## 연습 지문
════════════════

PDF에서 표, 그래프 제외한 텍스트만 추출

In [None]:
def pdf_to_text(pdf_path):
    text = ""
    with pdfplumber.open(pdf_path) as pdf:
        for page in pdf.pages:
            text += page.extract_text() + "\n"
    return text

# def pdf_to_text_no_tables(pdf_path):
#     text = ""
#     with pdfplumber.open(pdf_path) as pdf:
#         for page in pdf.pages:
#             # 페이지의 표 영역 추출
#             tables = page.find_tables()
#             table_bboxes = [table.bbox for table in tables]  # bbox = (x0, top, x1, bottom)

#             # 문자 단위로 필터링
#             page_text = ""
#             for char in page.chars:
#                 in_table = any(
#                     bbox[0] <= char['x0'] <= bbox[2] and
#                     bbox[1] <= char['top'] <= bbox[3]
#                     for bbox in table_bboxes
#                 )
#                 if not in_table:
#                     page_text += char['text']
#             text += page_text + "\n"

════════════════

## 데이터 목록

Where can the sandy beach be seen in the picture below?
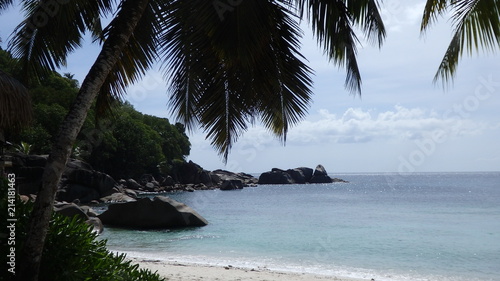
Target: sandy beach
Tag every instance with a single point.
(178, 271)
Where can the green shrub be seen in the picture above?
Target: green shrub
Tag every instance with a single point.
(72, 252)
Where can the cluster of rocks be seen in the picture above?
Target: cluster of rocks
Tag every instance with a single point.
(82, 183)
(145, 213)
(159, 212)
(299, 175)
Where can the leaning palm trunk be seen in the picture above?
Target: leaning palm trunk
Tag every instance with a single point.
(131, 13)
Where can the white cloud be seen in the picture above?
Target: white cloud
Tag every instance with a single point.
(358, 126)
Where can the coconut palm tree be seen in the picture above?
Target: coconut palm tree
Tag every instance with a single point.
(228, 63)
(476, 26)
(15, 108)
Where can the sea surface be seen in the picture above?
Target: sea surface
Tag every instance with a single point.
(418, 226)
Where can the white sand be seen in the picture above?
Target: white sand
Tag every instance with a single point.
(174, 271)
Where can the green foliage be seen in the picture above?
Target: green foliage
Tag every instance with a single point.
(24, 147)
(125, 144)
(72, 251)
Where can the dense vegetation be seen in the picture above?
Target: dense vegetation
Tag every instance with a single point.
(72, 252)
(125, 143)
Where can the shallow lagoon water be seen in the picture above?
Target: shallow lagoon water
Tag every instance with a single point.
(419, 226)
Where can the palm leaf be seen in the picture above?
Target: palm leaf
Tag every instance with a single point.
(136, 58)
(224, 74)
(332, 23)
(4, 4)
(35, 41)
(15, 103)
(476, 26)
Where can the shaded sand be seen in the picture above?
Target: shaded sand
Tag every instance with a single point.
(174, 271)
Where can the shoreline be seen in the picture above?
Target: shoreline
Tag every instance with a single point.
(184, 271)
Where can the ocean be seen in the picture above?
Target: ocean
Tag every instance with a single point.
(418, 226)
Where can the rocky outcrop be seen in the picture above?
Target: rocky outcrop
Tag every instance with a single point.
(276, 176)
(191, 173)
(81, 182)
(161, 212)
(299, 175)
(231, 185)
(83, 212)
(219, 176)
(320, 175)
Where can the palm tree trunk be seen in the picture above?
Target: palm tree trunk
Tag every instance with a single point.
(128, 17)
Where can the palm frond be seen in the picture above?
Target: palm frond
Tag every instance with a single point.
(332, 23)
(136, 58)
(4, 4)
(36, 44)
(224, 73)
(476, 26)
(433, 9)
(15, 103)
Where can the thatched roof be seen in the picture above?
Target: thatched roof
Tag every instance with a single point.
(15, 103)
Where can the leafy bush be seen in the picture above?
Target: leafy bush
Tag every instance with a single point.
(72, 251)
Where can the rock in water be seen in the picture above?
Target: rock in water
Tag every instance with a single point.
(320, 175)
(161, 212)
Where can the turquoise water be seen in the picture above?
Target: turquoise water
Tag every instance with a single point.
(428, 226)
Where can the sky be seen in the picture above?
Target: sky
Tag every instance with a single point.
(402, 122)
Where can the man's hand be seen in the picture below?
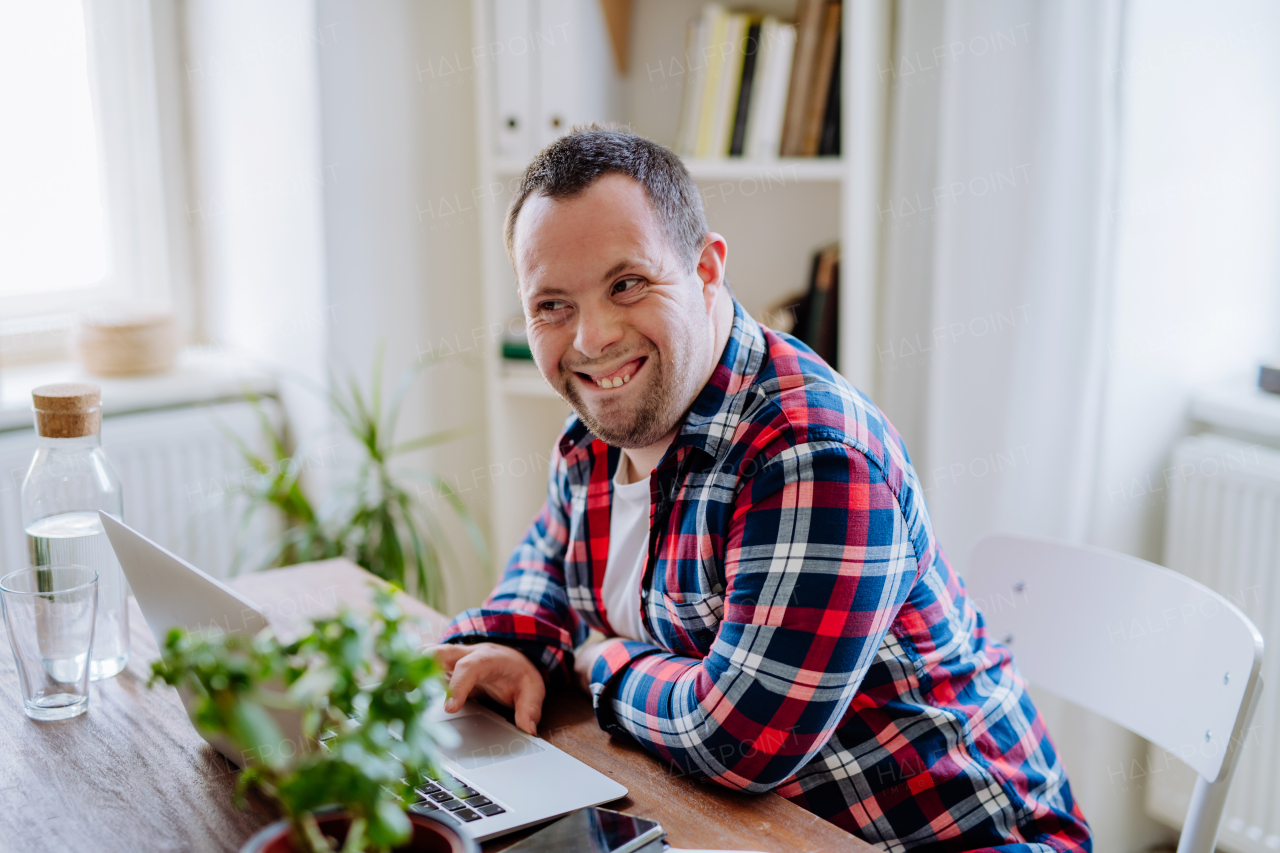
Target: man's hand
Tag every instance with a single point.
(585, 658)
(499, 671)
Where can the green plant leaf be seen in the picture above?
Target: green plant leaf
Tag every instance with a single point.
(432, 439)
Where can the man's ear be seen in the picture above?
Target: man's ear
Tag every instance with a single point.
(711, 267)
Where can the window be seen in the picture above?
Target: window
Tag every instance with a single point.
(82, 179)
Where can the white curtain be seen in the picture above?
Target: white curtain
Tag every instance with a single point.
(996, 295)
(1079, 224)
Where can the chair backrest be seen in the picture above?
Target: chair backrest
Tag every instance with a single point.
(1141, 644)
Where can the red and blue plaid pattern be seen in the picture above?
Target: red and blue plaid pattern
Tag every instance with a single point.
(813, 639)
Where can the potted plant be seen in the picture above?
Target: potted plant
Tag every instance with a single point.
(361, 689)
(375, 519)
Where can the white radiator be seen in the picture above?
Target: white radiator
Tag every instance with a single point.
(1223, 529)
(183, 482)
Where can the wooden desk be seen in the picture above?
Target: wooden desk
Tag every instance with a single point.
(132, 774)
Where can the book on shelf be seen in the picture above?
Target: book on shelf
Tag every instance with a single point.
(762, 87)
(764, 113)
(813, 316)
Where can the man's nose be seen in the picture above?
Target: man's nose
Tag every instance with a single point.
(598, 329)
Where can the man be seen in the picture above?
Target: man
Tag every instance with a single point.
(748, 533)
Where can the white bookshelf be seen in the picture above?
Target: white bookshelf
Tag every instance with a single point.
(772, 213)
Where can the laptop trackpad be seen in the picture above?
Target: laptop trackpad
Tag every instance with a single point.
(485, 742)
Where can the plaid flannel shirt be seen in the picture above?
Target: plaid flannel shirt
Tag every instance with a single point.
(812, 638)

════════════════

## 이해 확인
1. 연습 지문의 내용을 두 문장으로 요약하세요.
2. 연습 지문의 주석에서 bbox를 이루는 네 값은 무엇으로 적혀 있나요?
3. 연습 지문에서 "return text"이라는 말이 들어간 부분부터 "tables = page.find_tables()"로 끝나는 부분까지를 그대로 옮겨 쓰세요.

## 과제 답안
1. 연습 지문은 PDF에서 표와 그래프를 제외한 텍스트만 추출하는 코드를 다룬다. pdf_to_text 함수는 pdfplumber로 각 페이지의 텍스트를 뽑아 줄바꿈과 함께 이어 붙이고, 주석 처리된 pdf_to_text_no_tables 함수는 페이지의 표 영역을 찾은 뒤 그 영역 밖에 있는 문자만 모은다.

2. (x0, top, x1, bottom)

3.
return text

# def pdf_to_text_no_tables(pdf_path):
#     text = ""
#     with pdfplumber.open(pdf_path) as pdf:
#         for page in pdf.pages:
#             # 페이지의 표 영역 추출
#             tables = page.find_tables()